ACTIVITY
Wherever an image appears in the records, exclude it, and reproduce everything else exactly.
#### EXERCISE DATA ####
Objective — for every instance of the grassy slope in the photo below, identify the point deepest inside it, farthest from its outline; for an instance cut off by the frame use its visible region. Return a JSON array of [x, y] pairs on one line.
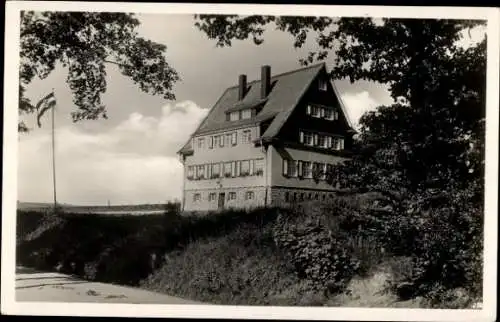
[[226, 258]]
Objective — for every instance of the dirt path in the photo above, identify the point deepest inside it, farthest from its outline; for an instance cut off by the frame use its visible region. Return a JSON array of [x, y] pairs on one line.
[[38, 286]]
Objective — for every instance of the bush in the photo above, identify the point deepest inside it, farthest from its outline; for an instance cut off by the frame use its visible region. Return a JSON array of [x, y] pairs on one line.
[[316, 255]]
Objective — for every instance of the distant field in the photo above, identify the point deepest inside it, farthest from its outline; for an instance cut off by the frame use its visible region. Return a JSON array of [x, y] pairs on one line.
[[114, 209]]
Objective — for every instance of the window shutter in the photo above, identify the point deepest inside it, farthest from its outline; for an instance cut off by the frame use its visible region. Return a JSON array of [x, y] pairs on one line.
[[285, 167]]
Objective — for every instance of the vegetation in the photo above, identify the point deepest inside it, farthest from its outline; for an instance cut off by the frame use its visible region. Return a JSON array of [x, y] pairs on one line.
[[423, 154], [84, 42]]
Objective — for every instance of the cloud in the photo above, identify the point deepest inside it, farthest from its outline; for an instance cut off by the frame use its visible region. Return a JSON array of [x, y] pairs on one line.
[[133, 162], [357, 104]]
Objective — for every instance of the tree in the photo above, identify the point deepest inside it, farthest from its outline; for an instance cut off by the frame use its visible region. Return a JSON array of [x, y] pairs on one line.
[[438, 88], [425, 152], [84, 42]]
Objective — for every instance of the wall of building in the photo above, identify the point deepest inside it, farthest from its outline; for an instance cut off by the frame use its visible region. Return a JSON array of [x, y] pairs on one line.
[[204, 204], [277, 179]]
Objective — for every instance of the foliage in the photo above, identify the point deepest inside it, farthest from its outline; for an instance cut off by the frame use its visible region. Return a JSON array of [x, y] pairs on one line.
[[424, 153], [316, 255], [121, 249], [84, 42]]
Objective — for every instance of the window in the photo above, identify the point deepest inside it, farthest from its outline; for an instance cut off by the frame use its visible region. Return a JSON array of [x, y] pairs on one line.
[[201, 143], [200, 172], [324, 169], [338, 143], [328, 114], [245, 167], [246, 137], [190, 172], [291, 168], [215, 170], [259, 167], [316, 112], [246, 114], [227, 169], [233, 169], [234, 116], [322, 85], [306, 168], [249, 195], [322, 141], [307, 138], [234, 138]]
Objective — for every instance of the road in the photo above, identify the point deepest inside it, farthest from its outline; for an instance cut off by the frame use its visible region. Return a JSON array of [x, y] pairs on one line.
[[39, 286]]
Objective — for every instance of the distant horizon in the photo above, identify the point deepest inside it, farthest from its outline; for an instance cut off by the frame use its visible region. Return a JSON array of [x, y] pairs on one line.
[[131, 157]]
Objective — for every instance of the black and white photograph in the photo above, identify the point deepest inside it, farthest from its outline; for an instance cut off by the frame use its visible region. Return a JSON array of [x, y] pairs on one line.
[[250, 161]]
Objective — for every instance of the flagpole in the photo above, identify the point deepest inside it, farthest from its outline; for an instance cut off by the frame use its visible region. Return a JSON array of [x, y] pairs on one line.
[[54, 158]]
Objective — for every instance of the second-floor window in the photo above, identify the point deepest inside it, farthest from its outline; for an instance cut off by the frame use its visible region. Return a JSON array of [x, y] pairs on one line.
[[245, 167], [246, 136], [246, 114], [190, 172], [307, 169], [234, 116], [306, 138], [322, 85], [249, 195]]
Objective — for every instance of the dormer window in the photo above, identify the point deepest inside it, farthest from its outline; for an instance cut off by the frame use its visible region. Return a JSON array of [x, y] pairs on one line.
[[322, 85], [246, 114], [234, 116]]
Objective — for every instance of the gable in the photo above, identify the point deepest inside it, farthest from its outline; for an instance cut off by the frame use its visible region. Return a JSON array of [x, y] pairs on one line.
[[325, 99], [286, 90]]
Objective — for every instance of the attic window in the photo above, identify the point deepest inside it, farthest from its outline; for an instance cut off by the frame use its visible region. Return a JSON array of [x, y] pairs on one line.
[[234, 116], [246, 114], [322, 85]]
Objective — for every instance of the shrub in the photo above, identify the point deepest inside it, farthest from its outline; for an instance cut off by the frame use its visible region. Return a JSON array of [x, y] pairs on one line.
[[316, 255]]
####
RESULT OF THE EXERCISE
Objective — for every instance of the grassy slope in the photo below, identify the point deepest inside it, farthest from its outline; for an instance cut off by the frame use its visible region. Return a JSON array of [x, y] pairs on one line.
[[226, 258]]
Objective — for every instance of the dirt path in the photo above, identify the point deepest inside it, farthest from its outline; for an instance cut off by the frame use its visible region. Return a JSON array of [x, y] pairs on one line.
[[38, 286]]
Objective — for every instance of the bush in the photo above, identify the point deepest inside it, farthest from its outline; for an instance cut off by the frame use its visible region. Return a JSON array of [x, y] pairs on one line.
[[316, 255]]
Objective — for every instance of the distant field in the photo above, identify the point deepest inside it, farthest from its outline; for an instance cut off by the frame use its visible region. Return a JSON array of [x, y] pairs on one line.
[[114, 209]]
Objective — for every instance of the window shutter in the photo above, identify the point deepest inside it, farthest from its outline; for an instance cut off by the frame use its visible region. Return a JSON array of [x, y] pairs on one line.
[[285, 167]]
Objective — for every instance of the vegetation in the photo above, identify the point deepest inside it, farthest from its outline; for an instance cut off by the frame use its visible region. Return a JSON array of [x, y] pairs on one line.
[[423, 154], [84, 42]]
Objective — for every instance of the cloud in the photo above, identify the point deepest inside it, farthest from its outline; for an instance cut off by the frame use its visible region. Return a JSON array of [x, y] pairs on one line.
[[133, 162], [357, 104]]
Objective — for every instance of the tree in the photo above, identify the point deepest inside it, farthest from its outline; for an instance cut off by the frame use its visible region. Return a JSON array of [x, y] pairs on one line.
[[438, 88], [425, 152], [84, 42]]
Objective — for every instance of the wall of building in the photo above, identify the point deepest inside it, farthest from its outline; for an instance cut off by the frame use its visible region. Return a JSON array of [x, y] pairs on one line.
[[204, 204], [277, 179]]
Objective — for every instance of the foliage in the photo above, identify the point deepest inside it, farthest from its outline; for an instance cut off by the frame use its visible region. Return a JSON array of [x, y] pairs on one line.
[[424, 153], [316, 255], [121, 249], [84, 42]]
Objective — for every instance of the window in the photo above, identify the point deepest inside it, farthest from its outline; for an instance cut off by the frame use its visible region. Return a JSON array of [x, y] pairs on one line.
[[201, 143], [200, 172], [324, 169], [338, 143], [328, 114], [245, 167], [246, 137], [190, 172], [291, 168], [215, 170], [259, 167], [316, 112], [246, 114], [227, 169], [233, 169], [234, 116], [322, 85], [306, 168], [249, 195], [322, 141], [307, 138], [234, 138]]
Objective — for every instance of the road in the photo above, identify the point deepest inside it, farthest from its outline; for an instance cut off by the frame use its visible region. Return a JSON array of [x, y] pairs on one line.
[[39, 286]]
Objective — for every instance of the distant horizon in the photo above, identify the point deepest inside it, farthest from its outline; for an instance cut off by the frame use its visible region. Return a JSON array of [x, y] pairs on one line.
[[131, 157]]
Objective — for every instance of the black and white photograph in the photo above, identify the point deepest inside it, farthest from its outline; for an instance cut off by the frame use its visible region. Return a JSON array of [x, y] pairs on one line.
[[250, 161]]
Objective — for every instance of the flagpole in the photo above, identify the point deepest inside it, farthest from its outline; for an instance cut off by the frame use its visible region. Return a JSON array of [x, y] pairs on one line.
[[54, 158]]
Objective — for every instance of the second-floor window in the photo above, identify the point deepest inside it, farthest from its outline; for an instance cut off by the frame use its visible region. Return a JSON array of [x, y] pairs on one line.
[[245, 167], [246, 136], [246, 114], [190, 172], [307, 169], [234, 116], [306, 138], [322, 85], [249, 195]]
Objective — for every instance of the dormer window in the photo above, identify the point deepest inside it, farthest from its outline; for an instance cut off by the frame use its visible region. Return a JSON array of [x, y] pairs on one line.
[[322, 85], [246, 114], [234, 116]]
Objective — for every instance of the gable in the photo above, identify the point deepest inside it, farthest from its outline; for an instance cut off by the frame use its visible region. Return a JSON array of [x, y] pairs on one line.
[[325, 99], [286, 90]]
Objective — for every instance of the attic window in the photo above, identify the point deepest inside it, farthest from its outline; for an instance cut off by the frame use its visible region. Return a JSON array of [x, y] pairs on one line.
[[234, 116], [246, 114], [322, 85]]
Objective — for every instance of the shrub in the photo above, identify the point deepest inside it, farthest from its outline; for an instance cut off by the frame use its visible region. Return a JSON array of [x, y] pairs on one line.
[[316, 255]]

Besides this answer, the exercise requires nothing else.